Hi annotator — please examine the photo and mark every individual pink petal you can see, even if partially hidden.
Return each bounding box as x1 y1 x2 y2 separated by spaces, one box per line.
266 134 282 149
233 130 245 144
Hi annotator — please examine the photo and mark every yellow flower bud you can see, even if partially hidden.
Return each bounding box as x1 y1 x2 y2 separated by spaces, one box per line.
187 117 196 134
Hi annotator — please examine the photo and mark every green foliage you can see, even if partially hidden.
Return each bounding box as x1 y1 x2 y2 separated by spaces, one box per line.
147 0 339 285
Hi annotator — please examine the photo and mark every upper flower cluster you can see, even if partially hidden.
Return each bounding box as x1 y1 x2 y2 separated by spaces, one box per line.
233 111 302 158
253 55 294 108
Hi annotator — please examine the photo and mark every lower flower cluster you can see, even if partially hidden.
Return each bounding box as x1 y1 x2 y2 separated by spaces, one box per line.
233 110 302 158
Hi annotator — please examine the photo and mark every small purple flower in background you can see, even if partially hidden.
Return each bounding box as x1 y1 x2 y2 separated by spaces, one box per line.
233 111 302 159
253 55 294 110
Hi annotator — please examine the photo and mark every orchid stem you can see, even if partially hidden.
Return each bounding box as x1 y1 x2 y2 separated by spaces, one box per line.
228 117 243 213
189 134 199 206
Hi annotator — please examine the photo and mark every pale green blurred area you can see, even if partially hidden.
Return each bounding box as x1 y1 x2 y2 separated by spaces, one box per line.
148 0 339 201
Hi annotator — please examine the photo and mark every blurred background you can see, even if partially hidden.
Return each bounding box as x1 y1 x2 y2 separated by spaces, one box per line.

○ ○ ○ ○ ○ ○ ○

_JOB_: Reproduce all of the data above verbatim, with every line kept unchanged and in the same order.

_EXERCISE RESULT_:
Hi annotator — please examine the photo and mark every individual pink petal you can see, even if partially hidden.
Return each bounding box as x1 y1 x2 y2 separated by spaces, one box per line.
266 134 282 149
233 130 245 144
Hi annotator — please examine the photo and mark every yellow flower bud you can see, even if partially hidden.
Return each bounding box as x1 y1 x2 y2 separated by spaces, one box per line.
187 117 196 134
Hi annotator — please examine the photo and mark every green foliage you can see, even if partially hidden.
Return each bounding box as x1 y1 x2 y2 separated by spaces, one box per line.
147 0 339 285
Hi annotator — please examine the photo and mark every upper flower cluster you can see, even if partially hidden.
Return each bounding box as x1 y1 x2 y2 separated by spaces, one box per line.
233 111 302 158
253 55 294 108
Hi annotator — please examine the photo and mark every lower flower cluster you can see, even if partially hidden.
Return each bounding box as x1 y1 x2 y2 separated by spaces, one box per line.
233 110 302 158
Hi annotator — please examine the photo and mark every small purple flower in background you can see, even if partially hidden.
Return each bounding box as x1 y1 x2 y2 separated by spaces, one box per line.
233 111 302 159
253 55 294 110
Hi annotator — please examine the photo and mark every orchid stem you can see, even if partially hidden.
Return each bounding box as x1 y1 x2 y2 separated by spaces, one box per line.
228 117 243 213
189 134 199 206
Hi annotator — please examine the photo and mark every pale green blurred area you can see, even if partially hidden.
Return each bounding box as x1 y1 x2 y2 separated by spaces, one box per line.
148 0 339 201
Hi annotator — please examine the photo and mark every blurred background you can see, even if partially hidden.
Return each bounding box as x1 y1 x2 y2 separated by spaces, one box per line.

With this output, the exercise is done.